> _Given passage_

____

Like Risser, White must somehow find solutions to:
* Limited resources, thanks in part to decreasing state appropriations, and to some financial shenanigans by his predecessor (baggage John Byrne didn't leave Risser).
* Overcoming the perception —- or perhaps the reality —- that Idaho's status as the state's top university has been usurped by a younger, flashier institution that has captured the hearts, minds and pocketbooks of Idahoans everywhere. Boise State's Broncos now rule as ESPN's Friday night heroes and they've clearly eclipsed Idaho as the Gem State's premier athletic program, and as the destination school for college-age residents.
* A once-proud football program that has gone completely into the tank since moving up to Division I-A. In 1998, the Vandals shocked Southern Mississippi in the Humanitarian Bowl; the brutal woodshed job Oregon administered on Saturday typified the beatings they've received in new coach Nick Holt's initial season.
It was their third lopsided September setback. A 14-7 loss at Utah State was sandwiched around a 65-7 disaster at Boise State and a 49-8 "home" loss to Washington State that was actually played at Martin Stadium in Pullman.
Idaho's already been outscored 176-32. Another uphill battle looms at Eastern Michigan on Oct. 2 before the Vandals finally get to play the Louisiana directional schools on Oct. 9 and 16 in their first games in Moscow this fall.
"The schedule has been brutal," Smith said. "The first three games were at night so you travel, you sit around, you get home late ... we go to (EMU) next week and that's going to be a tough test as well."
* Their funky Kibbie Dome makes for a great 16,000-seat indoor practice facility and a fine campus recreation center. But it's substandard for a program that next year upgrades from the far-flung Sun Belt Conference to the tougher Western Athletic Conference. Playing home games at nearby WSU is a stopgap measure that's not beneficial for the program's long-term health, and a new stadium would cost upwards of $100 million that Idaho just doesn't have.

____

> _Dataset excerpts_
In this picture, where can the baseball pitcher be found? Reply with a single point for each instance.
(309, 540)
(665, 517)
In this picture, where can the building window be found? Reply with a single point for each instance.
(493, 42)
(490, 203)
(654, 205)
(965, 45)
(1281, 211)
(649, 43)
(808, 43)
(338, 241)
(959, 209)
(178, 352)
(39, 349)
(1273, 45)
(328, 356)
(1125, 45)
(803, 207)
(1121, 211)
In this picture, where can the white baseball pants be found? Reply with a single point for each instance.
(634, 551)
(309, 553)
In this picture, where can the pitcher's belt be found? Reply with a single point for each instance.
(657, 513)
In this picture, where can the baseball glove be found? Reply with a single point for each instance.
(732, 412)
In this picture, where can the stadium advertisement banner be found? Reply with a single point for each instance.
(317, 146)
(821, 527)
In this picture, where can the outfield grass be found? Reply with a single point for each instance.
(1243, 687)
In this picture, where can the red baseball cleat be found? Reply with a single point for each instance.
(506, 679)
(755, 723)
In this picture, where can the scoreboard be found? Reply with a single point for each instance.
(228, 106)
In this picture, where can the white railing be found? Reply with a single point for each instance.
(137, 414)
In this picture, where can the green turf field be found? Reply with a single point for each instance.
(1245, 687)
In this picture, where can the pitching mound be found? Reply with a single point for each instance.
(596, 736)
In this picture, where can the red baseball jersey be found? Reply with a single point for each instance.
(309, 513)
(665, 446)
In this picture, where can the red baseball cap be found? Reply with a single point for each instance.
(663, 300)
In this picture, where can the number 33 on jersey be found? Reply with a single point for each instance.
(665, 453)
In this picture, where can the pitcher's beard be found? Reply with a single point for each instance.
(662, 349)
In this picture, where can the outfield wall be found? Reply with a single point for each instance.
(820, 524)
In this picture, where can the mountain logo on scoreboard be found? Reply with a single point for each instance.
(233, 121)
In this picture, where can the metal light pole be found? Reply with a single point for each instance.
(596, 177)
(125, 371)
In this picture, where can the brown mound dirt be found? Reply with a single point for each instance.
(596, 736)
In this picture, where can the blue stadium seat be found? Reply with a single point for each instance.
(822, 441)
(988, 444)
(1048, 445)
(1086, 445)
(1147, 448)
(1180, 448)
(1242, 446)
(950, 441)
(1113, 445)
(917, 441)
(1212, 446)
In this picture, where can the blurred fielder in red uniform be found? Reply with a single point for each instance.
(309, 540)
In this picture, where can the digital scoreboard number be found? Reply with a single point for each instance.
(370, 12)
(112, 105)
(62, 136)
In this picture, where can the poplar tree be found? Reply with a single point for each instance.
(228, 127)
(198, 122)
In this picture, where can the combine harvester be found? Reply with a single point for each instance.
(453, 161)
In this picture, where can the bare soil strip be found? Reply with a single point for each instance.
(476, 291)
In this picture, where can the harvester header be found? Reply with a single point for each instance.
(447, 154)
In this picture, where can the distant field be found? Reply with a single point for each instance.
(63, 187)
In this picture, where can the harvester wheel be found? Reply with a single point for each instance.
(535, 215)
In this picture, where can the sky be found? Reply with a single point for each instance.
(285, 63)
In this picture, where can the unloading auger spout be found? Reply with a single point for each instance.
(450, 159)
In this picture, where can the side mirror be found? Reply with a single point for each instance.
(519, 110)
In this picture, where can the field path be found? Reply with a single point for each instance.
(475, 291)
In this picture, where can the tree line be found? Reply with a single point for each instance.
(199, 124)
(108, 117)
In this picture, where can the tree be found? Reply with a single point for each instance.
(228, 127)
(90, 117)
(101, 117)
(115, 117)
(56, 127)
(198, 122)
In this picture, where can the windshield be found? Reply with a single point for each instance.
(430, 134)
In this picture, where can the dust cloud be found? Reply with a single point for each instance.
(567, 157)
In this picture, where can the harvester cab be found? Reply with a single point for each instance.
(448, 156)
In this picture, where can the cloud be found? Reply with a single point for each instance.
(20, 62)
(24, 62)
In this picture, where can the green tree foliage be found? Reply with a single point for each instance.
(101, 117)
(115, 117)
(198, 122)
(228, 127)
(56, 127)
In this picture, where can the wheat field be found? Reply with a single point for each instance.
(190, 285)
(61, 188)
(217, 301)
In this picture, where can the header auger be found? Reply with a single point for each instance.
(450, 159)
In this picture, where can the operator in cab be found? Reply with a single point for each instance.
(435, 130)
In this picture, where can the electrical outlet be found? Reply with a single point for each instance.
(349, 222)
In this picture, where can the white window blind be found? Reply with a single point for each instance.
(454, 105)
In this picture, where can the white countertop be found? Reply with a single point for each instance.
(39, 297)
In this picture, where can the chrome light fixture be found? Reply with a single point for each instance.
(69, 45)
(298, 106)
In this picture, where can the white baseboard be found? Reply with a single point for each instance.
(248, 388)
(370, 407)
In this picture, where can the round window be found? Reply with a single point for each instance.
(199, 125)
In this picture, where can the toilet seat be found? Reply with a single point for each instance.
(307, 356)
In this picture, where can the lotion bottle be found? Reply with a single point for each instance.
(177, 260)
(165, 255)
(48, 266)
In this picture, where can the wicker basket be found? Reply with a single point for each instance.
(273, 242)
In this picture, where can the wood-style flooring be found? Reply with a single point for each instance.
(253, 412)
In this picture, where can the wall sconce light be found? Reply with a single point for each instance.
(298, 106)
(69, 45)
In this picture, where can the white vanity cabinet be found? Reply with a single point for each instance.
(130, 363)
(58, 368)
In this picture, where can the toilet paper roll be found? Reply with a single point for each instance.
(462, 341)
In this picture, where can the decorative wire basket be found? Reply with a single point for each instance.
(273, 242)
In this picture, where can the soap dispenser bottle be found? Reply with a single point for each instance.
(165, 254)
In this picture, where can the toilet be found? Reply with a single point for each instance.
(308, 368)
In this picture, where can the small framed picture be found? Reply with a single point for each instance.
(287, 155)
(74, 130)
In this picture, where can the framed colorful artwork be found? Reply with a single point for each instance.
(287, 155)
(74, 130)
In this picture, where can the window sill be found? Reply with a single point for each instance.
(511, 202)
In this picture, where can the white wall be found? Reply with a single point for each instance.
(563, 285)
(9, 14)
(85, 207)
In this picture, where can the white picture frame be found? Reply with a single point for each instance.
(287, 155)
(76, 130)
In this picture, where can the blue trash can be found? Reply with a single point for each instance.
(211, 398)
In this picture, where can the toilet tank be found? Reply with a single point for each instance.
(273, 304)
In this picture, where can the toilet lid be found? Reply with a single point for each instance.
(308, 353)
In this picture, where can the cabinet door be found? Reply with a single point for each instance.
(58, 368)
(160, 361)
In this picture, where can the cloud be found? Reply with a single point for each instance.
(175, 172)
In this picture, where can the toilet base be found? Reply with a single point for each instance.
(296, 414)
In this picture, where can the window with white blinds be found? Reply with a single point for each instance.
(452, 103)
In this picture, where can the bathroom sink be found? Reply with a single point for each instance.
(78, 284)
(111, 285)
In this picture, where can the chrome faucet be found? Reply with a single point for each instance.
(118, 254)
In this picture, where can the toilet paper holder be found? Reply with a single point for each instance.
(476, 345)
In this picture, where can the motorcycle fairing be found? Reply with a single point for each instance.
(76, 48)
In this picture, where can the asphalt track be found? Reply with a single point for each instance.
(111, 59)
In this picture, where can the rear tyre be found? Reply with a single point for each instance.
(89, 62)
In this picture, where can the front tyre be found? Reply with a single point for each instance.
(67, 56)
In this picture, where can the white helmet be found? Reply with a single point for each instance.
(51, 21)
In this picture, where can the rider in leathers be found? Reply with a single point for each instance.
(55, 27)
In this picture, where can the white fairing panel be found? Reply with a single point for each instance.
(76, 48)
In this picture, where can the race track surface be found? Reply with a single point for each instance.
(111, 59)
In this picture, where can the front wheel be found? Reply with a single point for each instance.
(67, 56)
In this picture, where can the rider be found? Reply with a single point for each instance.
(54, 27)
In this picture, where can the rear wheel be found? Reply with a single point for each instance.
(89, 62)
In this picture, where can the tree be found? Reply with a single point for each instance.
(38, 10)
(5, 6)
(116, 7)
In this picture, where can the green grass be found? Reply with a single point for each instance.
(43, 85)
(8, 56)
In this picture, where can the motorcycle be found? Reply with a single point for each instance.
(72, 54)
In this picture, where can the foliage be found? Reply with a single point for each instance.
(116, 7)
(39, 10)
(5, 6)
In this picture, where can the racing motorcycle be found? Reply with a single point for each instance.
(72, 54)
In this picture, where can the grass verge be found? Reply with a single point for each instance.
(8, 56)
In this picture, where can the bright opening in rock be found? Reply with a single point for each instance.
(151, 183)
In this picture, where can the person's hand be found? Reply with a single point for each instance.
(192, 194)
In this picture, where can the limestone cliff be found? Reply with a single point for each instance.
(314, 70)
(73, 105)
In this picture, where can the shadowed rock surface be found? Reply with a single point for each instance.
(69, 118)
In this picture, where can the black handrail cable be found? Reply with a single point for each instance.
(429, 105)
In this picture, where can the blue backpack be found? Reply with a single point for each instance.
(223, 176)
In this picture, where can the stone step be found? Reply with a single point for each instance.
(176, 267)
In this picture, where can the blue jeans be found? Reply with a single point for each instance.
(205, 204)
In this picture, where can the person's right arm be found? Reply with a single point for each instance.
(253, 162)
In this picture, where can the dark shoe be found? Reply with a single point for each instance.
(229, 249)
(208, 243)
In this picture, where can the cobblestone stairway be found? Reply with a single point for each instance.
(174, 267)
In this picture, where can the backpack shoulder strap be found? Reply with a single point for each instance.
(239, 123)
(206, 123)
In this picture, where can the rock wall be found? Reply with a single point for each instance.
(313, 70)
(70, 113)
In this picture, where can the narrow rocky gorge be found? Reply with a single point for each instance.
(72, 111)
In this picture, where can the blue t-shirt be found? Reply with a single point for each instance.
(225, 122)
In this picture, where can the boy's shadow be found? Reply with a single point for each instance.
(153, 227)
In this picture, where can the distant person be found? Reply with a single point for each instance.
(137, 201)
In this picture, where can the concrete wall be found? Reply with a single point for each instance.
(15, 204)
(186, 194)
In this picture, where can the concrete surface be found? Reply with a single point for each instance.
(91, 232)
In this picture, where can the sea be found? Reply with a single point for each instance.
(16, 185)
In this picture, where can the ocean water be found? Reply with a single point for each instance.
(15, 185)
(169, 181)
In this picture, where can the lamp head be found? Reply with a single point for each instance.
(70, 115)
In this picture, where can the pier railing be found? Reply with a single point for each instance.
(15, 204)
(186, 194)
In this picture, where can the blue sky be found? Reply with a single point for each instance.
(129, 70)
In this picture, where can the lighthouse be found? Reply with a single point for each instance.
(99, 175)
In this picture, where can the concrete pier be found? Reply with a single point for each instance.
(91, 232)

____

> _Exercise requirements_
1. In the passage on Idaho, which team did the Vandals beat in the 1998 Humanitarian Bowl?
2. Please reproduce the passage on Idaho word for word, starting at the words "Like Risser, White" and ending after "didn't leave Risser).".
3. Condense the paragraph of the passage on Idaho that opens "Their funky Kibbie Dome" into a short list that keeps its main facts.

> _Expected responses_
1. Southern Mississippi.

2.
Like Risser, White must somehow find solutions to:
* Limited resources, thanks in part to decreasing state appropriations, and to some financial shenanigans by his predecessor (baggage John Byrne didn't leave Risser).

3.
- The Kibbie Dome works well as a 16,000-seat indoor practice facility and as a campus recreation center.
- It is substandard for a program moving next year from the Sun Belt Conference to the tougher Western Athletic Conference.
- Playing home games at nearby WSU is a stopgap that does not help the program's long-term health.
- A new stadium would cost upwards of $100 million, which Idaho does not have.